Records:
::::::::::

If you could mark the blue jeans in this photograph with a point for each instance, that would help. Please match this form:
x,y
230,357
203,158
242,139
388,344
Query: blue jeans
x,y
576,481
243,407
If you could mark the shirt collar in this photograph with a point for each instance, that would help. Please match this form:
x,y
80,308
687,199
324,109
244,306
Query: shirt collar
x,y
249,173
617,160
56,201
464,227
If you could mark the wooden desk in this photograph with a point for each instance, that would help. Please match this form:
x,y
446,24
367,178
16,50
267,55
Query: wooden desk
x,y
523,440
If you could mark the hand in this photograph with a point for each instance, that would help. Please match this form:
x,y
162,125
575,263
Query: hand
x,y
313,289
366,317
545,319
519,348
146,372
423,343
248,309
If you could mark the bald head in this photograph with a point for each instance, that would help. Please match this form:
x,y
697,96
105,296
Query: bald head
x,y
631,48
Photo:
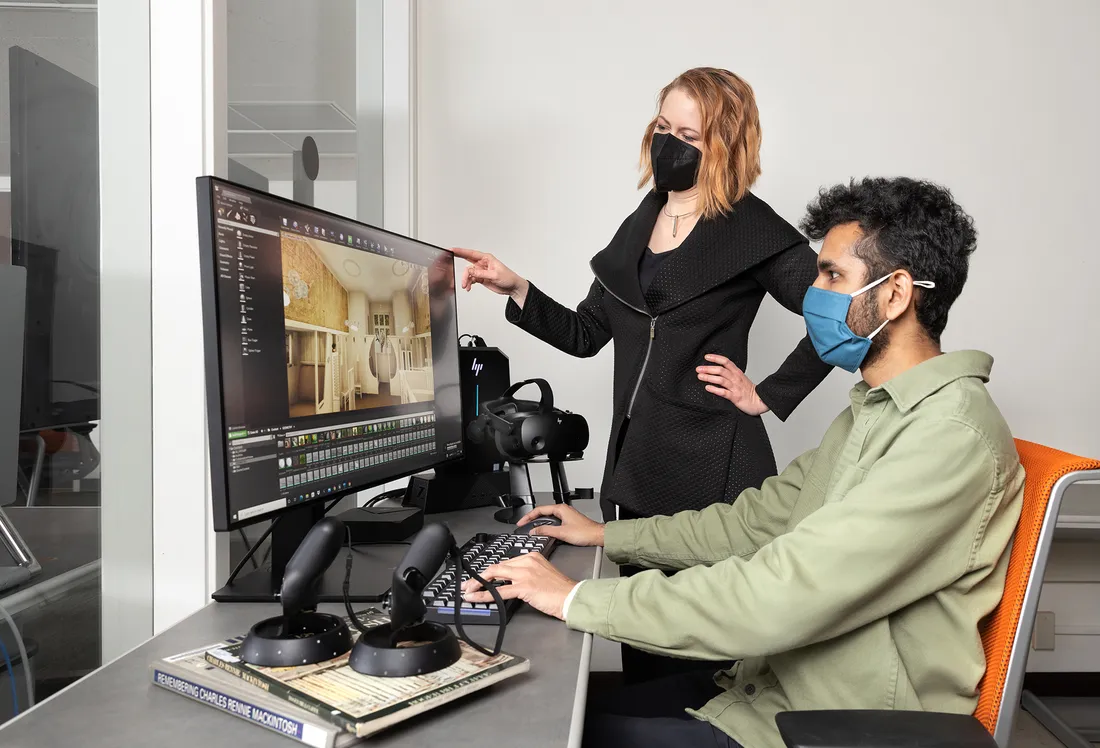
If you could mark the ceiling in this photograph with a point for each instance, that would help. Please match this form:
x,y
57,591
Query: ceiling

::::::::::

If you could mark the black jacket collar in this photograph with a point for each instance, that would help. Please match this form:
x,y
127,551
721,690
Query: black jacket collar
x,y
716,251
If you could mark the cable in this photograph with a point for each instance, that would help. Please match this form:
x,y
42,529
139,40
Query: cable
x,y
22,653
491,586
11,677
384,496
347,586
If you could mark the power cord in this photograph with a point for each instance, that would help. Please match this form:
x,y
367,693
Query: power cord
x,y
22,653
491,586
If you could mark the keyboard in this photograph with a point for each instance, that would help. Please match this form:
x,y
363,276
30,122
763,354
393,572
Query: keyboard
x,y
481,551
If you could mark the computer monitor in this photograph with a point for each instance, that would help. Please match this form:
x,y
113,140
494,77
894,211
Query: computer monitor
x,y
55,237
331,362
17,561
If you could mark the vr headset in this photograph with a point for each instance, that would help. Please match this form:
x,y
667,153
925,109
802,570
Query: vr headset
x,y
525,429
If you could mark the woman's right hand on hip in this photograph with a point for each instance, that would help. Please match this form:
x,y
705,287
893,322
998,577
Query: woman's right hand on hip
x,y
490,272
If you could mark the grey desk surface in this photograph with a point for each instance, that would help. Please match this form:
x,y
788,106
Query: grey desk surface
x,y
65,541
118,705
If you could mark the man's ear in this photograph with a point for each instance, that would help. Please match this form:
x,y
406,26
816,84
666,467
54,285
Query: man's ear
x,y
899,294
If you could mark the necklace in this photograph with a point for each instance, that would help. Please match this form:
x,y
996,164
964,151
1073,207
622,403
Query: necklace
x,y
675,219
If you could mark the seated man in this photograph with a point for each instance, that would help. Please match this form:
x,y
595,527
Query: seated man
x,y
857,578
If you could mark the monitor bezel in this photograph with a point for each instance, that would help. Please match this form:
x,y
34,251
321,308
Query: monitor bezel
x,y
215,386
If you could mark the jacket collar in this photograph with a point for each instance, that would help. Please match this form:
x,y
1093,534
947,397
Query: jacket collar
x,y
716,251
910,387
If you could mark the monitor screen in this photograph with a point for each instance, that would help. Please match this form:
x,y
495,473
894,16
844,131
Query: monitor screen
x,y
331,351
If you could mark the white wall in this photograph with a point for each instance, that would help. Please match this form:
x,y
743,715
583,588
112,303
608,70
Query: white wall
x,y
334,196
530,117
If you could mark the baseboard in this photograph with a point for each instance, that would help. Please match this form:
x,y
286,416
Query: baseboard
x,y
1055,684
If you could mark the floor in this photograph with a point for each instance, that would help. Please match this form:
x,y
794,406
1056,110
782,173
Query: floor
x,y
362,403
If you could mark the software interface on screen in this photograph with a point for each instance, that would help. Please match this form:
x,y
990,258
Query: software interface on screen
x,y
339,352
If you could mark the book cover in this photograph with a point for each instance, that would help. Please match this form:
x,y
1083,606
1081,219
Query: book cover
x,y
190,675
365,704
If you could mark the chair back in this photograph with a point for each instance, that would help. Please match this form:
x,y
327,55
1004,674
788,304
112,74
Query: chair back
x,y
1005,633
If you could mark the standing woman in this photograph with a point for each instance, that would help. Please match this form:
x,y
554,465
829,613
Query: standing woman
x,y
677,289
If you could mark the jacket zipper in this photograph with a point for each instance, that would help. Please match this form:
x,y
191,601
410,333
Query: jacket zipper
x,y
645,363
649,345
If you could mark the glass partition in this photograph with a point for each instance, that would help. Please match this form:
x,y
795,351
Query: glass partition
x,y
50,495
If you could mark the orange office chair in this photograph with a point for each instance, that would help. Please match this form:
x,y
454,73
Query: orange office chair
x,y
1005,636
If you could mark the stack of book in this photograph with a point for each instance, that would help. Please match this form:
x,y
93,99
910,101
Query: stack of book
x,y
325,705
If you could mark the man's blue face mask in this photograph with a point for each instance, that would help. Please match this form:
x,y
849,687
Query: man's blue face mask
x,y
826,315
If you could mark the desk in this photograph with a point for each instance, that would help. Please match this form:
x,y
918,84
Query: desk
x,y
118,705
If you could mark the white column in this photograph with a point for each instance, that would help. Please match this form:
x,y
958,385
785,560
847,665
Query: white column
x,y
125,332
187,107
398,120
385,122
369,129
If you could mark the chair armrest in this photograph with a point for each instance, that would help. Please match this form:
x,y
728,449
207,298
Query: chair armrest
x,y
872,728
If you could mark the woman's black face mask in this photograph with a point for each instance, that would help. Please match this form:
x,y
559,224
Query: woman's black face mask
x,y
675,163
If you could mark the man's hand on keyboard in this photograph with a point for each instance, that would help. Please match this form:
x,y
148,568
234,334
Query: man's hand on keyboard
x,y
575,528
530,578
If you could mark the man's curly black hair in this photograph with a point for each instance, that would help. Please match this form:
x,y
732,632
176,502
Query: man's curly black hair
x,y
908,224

::::::::::

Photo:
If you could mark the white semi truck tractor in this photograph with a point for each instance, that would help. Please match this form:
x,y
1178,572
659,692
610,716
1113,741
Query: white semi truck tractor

::::::::::

*Given problem:* Copy the items from the line containing "If you could mark the bald" through the line containing "Query: ceiling", including both of those lines. Leave out any pictures.

*The answer:*
If you could mark the bald head in this photograph with a point for each instance, that would help. Please match this form:
x,y
697,96
105,296
Query: bald head
x,y
631,48
Photo:
If you could mark the ceiling in this photograph with a point for each instance, that would help. Please match this form:
x,y
57,591
Query: ceiling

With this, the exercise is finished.